→ **Required work**:
#1 Using the passage about Schattschneider, answer these:
(a) In what year were the Hedrick Lectures established?
(b) For which paper did Schattschneider receive the 1979 Allendoerfer Award?
(c) Who was awarded a certificate of appreciation along with her in 2000?
#2 Please carry the passage about Schattschneider forward from its final sentence.
---------- Provided passage ----------
Moreover, in 1995 Schattschneider was selected to present the MAA’s prestigious Hedrick Lectures. Named for the first president of the MAA, these lectures were established in 1952 to be delivered by a mathematician “of known skill as an expositor of mathematics who will present a series of at most three lectures accessible to a large fraction of those who teach college mathematics”. Only two other section officers, John Oxtoby (in 1956) and Nathan Fine (1966), have delivered Hedrick lectures. However, several of our section’s invited speakers did: Paul R. Halmos (1953), William Feller (1959), R. H. Bing (1961), Hans Rademacher (1963), George E. Andrews (1980), John Conway (1991), and Ronald Graham (1994).
Schattschneider has also been an active participant in the national MAA. She was the first woman editor of Mathematics Magazine (1981-1985), served as a governor from 1981 to 1989, and was elected vice-president from 1994 to 1996. In addition, she was a councilor for Pi Mu Epsilon from 1990 to 1996. Her activity has garnered her several awards, including the 1979 Allendoerfer Award for her paper “Tiling the plane with congruent pentagons,” which appeared in Mathematics Magazine the previous year. She was also awarded a Certificate of Meritorious Service by the MAA in 1991. In the year 2000, Gerald Porter and she were awarded certificates of appreciation for their role “in the installation of a very special tiling in the front lobby area” of the MAA headquarters. Finally, she won the MAA’s initial Haimo Award for Distinguished College or University Teaching of Mathematics in 1993. Only two other members of our section have won this award, Herbert S. Wilf in 1996 and Rhonda Hughes in 1998.
---------- Dataset extract ----------
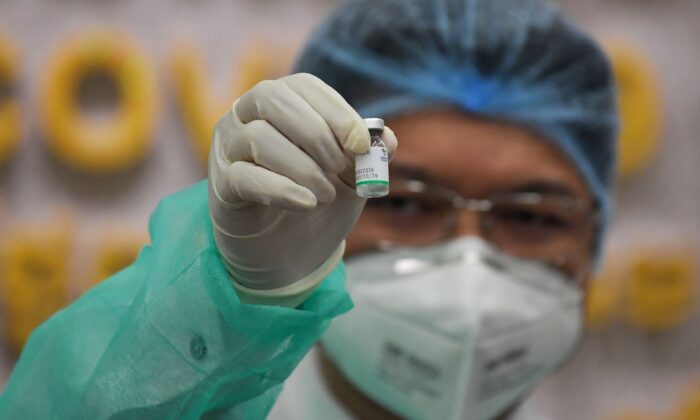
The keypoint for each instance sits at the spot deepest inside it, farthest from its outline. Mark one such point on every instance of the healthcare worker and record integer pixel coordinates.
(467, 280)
----------
→ **Responses by item number**:
#1
(a) 1952
(b) "Tiling the plane with congruent pentagons"
(c) Gerald Porter

#2
Doris Schattschneider has written numerous works that have been popular and positively reviewed. In 1979, she wrote the book (with L. F. Baker), The Perceptive Eye: Art and Mathematics, which was based on a special exhibit held at the Allentown Art Museum in the spring of that year. Schattschneider was a curator of this exhibit! An especially successful book titled M. C. Escher Kaleidocycles, written with Wallace Walker, appeared in different versions in 1977, 1982, and 1987. From 1986 to 1991 she was the senior associate and “geometer” of the Visual Geometry Project, directed by Gene Klotz and funded by the NSF. This project produced videos and activity books on polyhedra and symmetry; it now offers the popular software program called The Geometer’s Sketchpad.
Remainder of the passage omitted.